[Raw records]

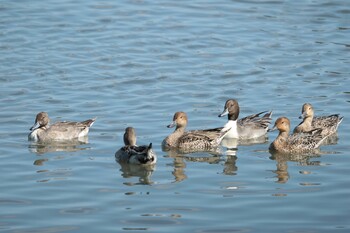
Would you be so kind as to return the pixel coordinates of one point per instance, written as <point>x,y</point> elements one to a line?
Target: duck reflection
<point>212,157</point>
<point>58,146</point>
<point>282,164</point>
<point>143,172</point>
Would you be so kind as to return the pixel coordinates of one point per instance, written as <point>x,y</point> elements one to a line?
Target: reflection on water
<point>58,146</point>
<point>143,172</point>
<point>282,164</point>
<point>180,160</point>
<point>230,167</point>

---

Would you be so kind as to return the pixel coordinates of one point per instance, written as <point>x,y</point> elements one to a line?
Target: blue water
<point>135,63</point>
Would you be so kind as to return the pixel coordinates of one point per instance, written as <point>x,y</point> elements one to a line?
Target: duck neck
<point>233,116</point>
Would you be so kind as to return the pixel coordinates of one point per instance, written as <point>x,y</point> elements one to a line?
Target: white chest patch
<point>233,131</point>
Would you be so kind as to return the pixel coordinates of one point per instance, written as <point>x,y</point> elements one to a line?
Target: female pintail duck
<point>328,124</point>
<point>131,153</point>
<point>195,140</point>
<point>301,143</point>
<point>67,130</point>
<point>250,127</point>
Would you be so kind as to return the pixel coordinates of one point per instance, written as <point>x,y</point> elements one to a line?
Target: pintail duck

...

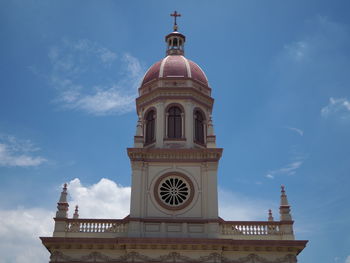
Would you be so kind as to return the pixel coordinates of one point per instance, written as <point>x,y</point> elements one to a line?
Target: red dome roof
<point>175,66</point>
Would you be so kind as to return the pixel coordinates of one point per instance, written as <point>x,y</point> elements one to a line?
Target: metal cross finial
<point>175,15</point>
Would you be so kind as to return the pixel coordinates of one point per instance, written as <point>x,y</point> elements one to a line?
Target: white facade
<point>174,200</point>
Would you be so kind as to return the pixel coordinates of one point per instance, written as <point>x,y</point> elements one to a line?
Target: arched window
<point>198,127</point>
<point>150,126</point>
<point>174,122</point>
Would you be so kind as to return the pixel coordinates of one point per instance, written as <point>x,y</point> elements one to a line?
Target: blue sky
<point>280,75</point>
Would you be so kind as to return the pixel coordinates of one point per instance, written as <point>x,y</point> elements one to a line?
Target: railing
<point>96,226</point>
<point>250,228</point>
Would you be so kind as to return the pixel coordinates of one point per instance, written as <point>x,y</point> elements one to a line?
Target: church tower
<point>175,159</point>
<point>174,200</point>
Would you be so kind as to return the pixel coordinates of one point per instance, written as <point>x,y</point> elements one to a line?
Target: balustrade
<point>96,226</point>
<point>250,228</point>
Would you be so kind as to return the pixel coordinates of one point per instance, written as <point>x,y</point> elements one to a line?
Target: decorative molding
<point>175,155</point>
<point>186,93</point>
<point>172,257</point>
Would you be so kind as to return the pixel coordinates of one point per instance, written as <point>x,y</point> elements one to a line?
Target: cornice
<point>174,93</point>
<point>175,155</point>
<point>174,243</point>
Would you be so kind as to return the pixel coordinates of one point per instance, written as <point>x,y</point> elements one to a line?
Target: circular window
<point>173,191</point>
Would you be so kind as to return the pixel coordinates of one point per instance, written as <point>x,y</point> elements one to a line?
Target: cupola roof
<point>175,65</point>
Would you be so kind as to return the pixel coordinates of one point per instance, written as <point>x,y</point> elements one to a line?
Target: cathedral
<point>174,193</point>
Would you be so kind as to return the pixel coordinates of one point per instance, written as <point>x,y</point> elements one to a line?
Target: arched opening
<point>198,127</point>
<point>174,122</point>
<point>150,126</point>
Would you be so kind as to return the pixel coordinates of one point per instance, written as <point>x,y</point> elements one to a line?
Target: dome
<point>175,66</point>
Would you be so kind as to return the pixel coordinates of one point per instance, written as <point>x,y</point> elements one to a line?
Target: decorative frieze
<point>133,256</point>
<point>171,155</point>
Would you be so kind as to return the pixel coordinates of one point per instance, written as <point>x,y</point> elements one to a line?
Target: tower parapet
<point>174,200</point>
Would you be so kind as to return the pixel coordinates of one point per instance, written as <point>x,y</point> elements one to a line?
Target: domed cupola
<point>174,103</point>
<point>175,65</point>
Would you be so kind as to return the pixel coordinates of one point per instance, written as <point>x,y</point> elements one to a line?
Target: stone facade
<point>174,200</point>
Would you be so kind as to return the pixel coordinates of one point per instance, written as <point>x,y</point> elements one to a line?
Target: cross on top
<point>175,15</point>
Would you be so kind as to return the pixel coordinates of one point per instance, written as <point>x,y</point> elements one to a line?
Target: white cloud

_What this task involves_.
Pull out every line of the rows above that contains the string "cupola", copying each line as it appears.

_Response to the exercise_.
Target: cupola roof
Target: domed cupola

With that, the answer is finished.